**AIM OF THE EXERCISE**
Can you rewrite the data starting at the line containing "Where can the blue" and ending at the line containing "<point>220,47</point>", replacing "instance" with "occurrence" and keeping everything else unchanged?

**EXTRACTED INFORMATION**

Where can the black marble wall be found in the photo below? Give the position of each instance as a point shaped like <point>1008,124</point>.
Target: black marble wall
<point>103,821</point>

--

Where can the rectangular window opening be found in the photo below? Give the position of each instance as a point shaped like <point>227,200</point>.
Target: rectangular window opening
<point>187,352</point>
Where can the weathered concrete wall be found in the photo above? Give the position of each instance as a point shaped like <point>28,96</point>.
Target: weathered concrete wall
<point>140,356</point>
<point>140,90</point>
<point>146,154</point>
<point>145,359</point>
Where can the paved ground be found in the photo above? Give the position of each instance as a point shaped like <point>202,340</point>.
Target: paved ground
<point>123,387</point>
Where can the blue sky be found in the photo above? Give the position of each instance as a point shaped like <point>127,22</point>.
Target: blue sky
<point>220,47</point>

**FINAL ANSWER**
Where can the blue sky be found in the photo above? Give the position of each occurrence as a point shaped like <point>127,22</point>.
Target: blue sky
<point>220,47</point>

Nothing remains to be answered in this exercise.